• Written request:
Repeat the lines beginning at the one with "I would be grateful for your help with the dark" and running to the end of the material, keeping the first and last of them, exactly as they appear.
:: The input
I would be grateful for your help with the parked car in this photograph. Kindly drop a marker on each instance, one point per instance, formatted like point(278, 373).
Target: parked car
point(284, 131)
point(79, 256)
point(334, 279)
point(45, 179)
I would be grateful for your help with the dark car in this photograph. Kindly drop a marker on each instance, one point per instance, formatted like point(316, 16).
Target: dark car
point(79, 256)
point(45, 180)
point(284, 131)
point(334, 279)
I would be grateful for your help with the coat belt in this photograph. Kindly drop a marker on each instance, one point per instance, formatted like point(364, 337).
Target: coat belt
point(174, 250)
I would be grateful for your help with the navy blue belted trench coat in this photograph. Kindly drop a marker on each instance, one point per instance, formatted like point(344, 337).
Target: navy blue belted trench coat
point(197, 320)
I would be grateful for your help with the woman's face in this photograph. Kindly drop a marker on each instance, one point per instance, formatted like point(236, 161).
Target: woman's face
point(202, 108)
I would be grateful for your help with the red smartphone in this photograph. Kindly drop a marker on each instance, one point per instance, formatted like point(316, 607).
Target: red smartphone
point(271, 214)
::::
• Problem solution:
I would be grateful for your help with the dark car in this photograph. Kindly drop a marker on each instance, one point per instance, formatted like point(316, 16).
Target: dark car
point(79, 256)
point(45, 180)
point(284, 131)
point(334, 279)
I would be grateful for your help with the coat belt in this photograph. Kindly drop a marker on each instance, one point per instance, formatted like point(364, 337).
Target: coat belt
point(174, 250)
I would be grateful for your help with the navy blue belted trench coat in this photograph. Kindly drop a marker on each instance, one point per instance, formatted like point(344, 337).
Target: navy blue belted trench coat
point(197, 320)
I would be grateful for your help with the woman's face in this photograph. Kindly drop a marker on each instance, one point per instance, formatted like point(236, 161).
Target: woman's face
point(202, 108)
I would be grateful for your help with the red smartphone in this photograph. Kindly drop a marker on each instance, one point per instance, formatted like point(316, 607).
Target: red smartphone
point(271, 214)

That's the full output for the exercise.